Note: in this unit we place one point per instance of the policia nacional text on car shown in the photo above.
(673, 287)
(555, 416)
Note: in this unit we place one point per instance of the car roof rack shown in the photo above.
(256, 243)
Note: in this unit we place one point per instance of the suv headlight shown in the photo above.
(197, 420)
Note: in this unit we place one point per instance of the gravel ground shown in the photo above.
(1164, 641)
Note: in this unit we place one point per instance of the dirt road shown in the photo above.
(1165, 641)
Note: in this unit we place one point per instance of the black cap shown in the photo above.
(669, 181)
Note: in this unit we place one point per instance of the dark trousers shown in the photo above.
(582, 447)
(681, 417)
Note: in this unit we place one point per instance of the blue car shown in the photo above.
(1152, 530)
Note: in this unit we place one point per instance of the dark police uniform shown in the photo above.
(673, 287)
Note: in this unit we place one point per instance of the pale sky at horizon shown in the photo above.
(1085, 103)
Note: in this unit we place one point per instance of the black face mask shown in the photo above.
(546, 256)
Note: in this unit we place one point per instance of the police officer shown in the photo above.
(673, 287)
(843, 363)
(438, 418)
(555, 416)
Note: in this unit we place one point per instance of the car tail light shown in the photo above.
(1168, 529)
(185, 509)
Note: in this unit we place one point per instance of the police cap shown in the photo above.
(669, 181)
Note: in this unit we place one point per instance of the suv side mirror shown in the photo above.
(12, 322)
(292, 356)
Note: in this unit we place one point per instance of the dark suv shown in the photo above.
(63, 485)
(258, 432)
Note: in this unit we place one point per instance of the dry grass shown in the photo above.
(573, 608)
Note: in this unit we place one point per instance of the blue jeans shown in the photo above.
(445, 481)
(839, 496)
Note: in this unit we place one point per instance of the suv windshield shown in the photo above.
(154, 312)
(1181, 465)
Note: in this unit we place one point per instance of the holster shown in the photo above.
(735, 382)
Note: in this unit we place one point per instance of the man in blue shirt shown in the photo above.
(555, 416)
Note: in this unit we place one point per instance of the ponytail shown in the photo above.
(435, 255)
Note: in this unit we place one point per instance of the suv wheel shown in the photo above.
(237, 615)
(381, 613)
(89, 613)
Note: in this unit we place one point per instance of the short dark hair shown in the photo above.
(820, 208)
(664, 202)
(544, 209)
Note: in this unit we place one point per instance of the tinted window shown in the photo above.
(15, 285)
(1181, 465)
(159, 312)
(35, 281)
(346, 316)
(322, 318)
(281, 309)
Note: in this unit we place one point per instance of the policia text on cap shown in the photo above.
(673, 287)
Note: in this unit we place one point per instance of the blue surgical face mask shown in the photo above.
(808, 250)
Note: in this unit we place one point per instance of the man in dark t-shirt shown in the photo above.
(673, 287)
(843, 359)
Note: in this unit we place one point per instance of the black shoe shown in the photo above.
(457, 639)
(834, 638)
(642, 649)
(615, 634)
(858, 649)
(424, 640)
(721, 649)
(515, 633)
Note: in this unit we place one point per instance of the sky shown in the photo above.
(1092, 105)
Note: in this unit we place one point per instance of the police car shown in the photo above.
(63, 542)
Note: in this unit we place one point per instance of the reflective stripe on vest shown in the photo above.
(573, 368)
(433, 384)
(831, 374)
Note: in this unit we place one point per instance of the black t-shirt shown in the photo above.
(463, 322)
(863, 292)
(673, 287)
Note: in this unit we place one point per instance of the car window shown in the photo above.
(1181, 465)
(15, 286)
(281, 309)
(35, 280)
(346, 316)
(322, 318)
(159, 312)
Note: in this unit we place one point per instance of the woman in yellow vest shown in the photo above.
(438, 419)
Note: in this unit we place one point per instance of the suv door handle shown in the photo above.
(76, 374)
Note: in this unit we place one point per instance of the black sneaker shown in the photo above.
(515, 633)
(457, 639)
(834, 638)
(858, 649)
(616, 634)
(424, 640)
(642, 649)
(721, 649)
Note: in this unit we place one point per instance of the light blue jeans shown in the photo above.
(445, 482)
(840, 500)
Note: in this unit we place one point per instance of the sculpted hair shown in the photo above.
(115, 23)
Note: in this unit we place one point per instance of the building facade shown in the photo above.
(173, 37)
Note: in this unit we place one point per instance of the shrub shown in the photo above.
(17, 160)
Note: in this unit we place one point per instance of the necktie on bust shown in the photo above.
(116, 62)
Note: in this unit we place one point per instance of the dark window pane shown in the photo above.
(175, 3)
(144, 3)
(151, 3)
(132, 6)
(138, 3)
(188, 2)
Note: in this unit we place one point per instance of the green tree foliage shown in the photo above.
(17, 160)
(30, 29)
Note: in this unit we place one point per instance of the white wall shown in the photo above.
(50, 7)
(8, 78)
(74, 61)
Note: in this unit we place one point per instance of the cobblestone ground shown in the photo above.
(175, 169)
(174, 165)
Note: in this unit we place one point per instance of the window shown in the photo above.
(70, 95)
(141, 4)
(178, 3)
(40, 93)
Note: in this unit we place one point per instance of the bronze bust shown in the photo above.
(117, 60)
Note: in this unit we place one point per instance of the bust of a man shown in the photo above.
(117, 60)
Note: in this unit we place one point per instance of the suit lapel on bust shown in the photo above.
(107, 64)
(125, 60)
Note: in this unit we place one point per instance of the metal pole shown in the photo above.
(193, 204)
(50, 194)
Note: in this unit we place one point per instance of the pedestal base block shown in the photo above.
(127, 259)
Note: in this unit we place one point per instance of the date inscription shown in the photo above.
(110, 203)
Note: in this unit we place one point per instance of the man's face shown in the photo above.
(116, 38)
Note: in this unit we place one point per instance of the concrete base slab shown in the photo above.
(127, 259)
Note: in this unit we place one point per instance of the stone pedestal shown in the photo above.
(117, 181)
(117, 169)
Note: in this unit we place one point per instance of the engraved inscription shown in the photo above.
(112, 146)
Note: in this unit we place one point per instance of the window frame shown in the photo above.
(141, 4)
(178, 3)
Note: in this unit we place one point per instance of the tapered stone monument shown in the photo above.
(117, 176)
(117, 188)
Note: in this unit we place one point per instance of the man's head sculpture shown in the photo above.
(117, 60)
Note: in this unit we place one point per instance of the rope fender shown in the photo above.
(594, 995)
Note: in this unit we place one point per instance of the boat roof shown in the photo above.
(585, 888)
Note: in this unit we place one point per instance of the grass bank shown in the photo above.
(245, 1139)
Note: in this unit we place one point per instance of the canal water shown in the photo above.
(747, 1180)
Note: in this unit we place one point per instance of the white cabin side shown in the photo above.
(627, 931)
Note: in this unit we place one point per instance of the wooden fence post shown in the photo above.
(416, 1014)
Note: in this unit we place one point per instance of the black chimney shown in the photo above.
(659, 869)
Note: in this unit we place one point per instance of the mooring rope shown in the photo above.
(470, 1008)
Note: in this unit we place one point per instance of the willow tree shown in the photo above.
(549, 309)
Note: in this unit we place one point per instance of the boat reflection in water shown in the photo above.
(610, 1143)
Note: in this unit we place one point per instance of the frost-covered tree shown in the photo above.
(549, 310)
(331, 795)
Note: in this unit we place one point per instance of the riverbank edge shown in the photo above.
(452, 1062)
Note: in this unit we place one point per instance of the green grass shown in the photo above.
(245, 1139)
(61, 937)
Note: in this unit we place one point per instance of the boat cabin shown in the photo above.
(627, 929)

• [Written exercise]
Output all of the data again, exactly.

• [Response]
Note: in this unit we place one point per instance of the policia nacional text on car shown in the photo above.
(673, 287)
(555, 416)
Note: in this unit we place one point per instance of the car roof rack shown in the photo above.
(256, 243)
Note: in this unit we place one point per instance of the suv headlight shown in the photo above.
(197, 420)
Note: in this unit we place one point per instance of the gravel ground shown in the photo above.
(1164, 641)
Note: in this unit we place one point per instance of the dirt road shown in the photo above.
(1165, 641)
Note: in this unit we place one point per instance of the black cap shown in the photo above.
(669, 181)
Note: in this unit we place one point per instance of the dark trousers shown in the photo above.
(582, 447)
(681, 417)
Note: in this unit we place one point per instance of the blue car shown in the photo above.
(1152, 530)
Note: in this unit we place one point per instance of the dark police uniform shown in the photo above.
(673, 287)
Note: in this unit we place one point per instance of the pale sky at horizon shown in the photo above.
(1085, 103)
Note: in this unit we place one point per instance of the black face mask shown in the photo above.
(546, 256)
Note: in this unit we place one point per instance of the police officer shown in the photo above.
(673, 287)
(843, 363)
(438, 418)
(555, 416)
Note: in this unit we place one point per instance of the car tail light shown in the photo above.
(1168, 529)
(185, 509)
Note: in this unit we place one point per instance of the police cap shown in the photo above.
(669, 181)
Note: in this unit we place one point per instance of the suv side mirror shown in the photo above.
(12, 322)
(292, 356)
Note: in this unit we place one point per instance of the dark suv shown in the photo above.
(63, 485)
(258, 432)
Note: in this unit we place one point per instance of the dry grass shown in the photo above.
(573, 608)
Note: in this unit we place one point per instance of the blue jeans shown in the photo above.
(445, 481)
(839, 496)
Note: in this unit we place one point per instance of the suv windshield shown in the photo above.
(154, 312)
(1181, 465)
Note: in this unit we place one point per instance of the holster shown in the photo above.
(735, 382)
Note: in this unit we place one point per instance of the man in blue shirt shown in the photo above.
(555, 416)
Note: in this unit we place one point per instance of the ponytail shown in the photo above.
(435, 255)
Note: in this unit we place one point per instance of the suv wheel shown in the photo above.
(237, 615)
(381, 613)
(89, 613)
Note: in this unit we place one point per instance of the short dark hair shown in the photo above.
(820, 208)
(664, 202)
(544, 209)
Note: in this unit we place one point per instance of the tinted window shown in the photo above.
(15, 285)
(1181, 465)
(159, 312)
(35, 281)
(346, 316)
(322, 318)
(281, 309)
Note: in this unit we place one point per instance of the policia text on cap shown in the photo above.
(673, 287)
Note: in this unit we place one point per instance of the blue surgical face mask shown in the photo above.
(808, 250)
Note: in this unit we place one point per instance of the man in dark t-shirt shown in the photo above.
(673, 287)
(843, 359)
Note: in this unit we place one point per instance of the black shoe shown in the photo above.
(457, 639)
(834, 638)
(642, 649)
(615, 634)
(858, 649)
(424, 640)
(721, 649)
(515, 633)
Note: in this unit we place one point per instance of the sky shown in the photo above.
(1092, 105)
Note: in this unit we place one point per instance of the police car shown in the photo above.
(63, 542)
Note: in this unit we place one point per instance of the reflective stripe on vest shown in the photo above.
(573, 368)
(433, 384)
(831, 374)
Note: in this unit we place one point per instance of the black t-shirt shown in the photo above.
(463, 322)
(863, 292)
(673, 287)
Note: in this unit we place one point per instance of the car window shown in the photo above.
(1181, 465)
(15, 286)
(281, 309)
(35, 280)
(346, 316)
(322, 318)
(159, 312)
Note: in this unit we place one point per instance of the woman in yellow vest shown in the photo above.
(438, 419)
Note: in this unit we place one point per instance of the suv door handle shown in the photo above.
(76, 374)
Note: in this unit we place one point per instance of the black sneaker shown in the photo above.
(515, 633)
(457, 639)
(834, 638)
(858, 649)
(616, 634)
(424, 640)
(642, 649)
(721, 649)
Note: in this unit we place one point per instance of the light blue jeans shown in the photo above.
(445, 482)
(840, 500)
Note: in this unit we place one point per instance of the sculpted hair shown in the photo above.
(115, 23)
Note: in this unit we place one point per instance of the building facade shown in the photo above.
(173, 37)
Note: in this unit we place one point per instance of the shrub shown in the photo above.
(17, 160)
Note: in this unit we place one point per instance of the necktie on bust shown in the photo above.
(116, 62)
Note: in this unit we place one point per instance of the dark window pane shown in the photo above.
(175, 3)
(144, 3)
(151, 3)
(132, 6)
(138, 3)
(188, 2)
Note: in this unit we place one point per instance of the green tree foliage shown in the photo above.
(17, 160)
(30, 29)
Note: in this unit we place one point per instance of the white wall shown in the photo above.
(50, 7)
(8, 78)
(74, 61)
Note: in this unit we place one point per instance of the cobblestone ground shown in the photo above.
(175, 169)
(174, 165)
Note: in this unit we place one point per instance of the window shown in the photo above.
(70, 95)
(141, 4)
(178, 3)
(40, 93)
Note: in this unit we place one point per instance of the bronze bust shown in the photo above.
(117, 60)
Note: in this unit we place one point per instance of the bust of a man shown in the photo above.
(117, 60)
Note: in this unit we place one point per instance of the suit lapel on bust shown in the photo above.
(107, 64)
(125, 60)
Note: in this unit we place one point per instance of the metal pole shown in the photo above.
(193, 204)
(50, 194)
Note: in this unit we place one point per instance of the pedestal base block shown in the photo above.
(127, 259)
Note: in this unit we place one point per instance of the date inscription shown in the photo above.
(110, 203)
Note: in this unit we place one point per instance of the man's face shown in the photo above.
(116, 38)
Note: in this unit we place one point per instance of the concrete base slab shown in the photo above.
(127, 259)
Note: in this unit we place one point per instance of the stone pedestal shown in the photo above.
(117, 181)
(117, 169)
Note: in this unit we place one point per instance of the engraved inscription shown in the photo above.
(112, 146)
Note: in this unit we place one point per instance of the window frame shown in the photo above.
(141, 4)
(178, 3)
Note: in this unit we place one point per instance of the tapered stone monument shown in the photo above.
(117, 176)
(117, 188)
Note: in this unit we place one point per instance of the man's head sculpture shown in the photo above.
(117, 60)
Note: in this unit we place one point per instance of the rope fender shown in the photo above.
(594, 995)
Note: in this unit we place one point per instance of the boat roof shown in the photo above.
(585, 888)
Note: in this unit we place one point per instance of the grass bank shown in the photo above.
(245, 1139)
Note: in this unit we place one point per instance of the canal water shown in the photo above.
(747, 1180)
Note: in this unit we place one point per instance of the white cabin side shown in the photo above.
(627, 931)
Note: in this unit we place one point per instance of the wooden fence post shown in the photo above.
(416, 1014)
Note: in this unit we place one point per instance of the black chimney shown in the photo above.
(659, 869)
Note: in this unit we place one point per instance of the mooring rope shown in the photo above.
(470, 1008)
Note: in this unit we place one point per instance of the willow tree shown in the photo above.
(549, 309)
Note: in this unit we place one point per instance of the boat reflection in water shown in the photo above.
(610, 1143)
Note: in this unit we place one point per instance of the frost-covered tree shown in the photo above.
(549, 310)
(331, 795)
Note: in this unit we place one point per instance of the riverbank edge shown in the photo above.
(452, 1062)
Note: in this unit we place one point per instance of the green grass shown in the photo above.
(245, 1139)
(61, 937)
Note: in this unit we place one point per instance of the boat cabin shown in the photo above.
(627, 929)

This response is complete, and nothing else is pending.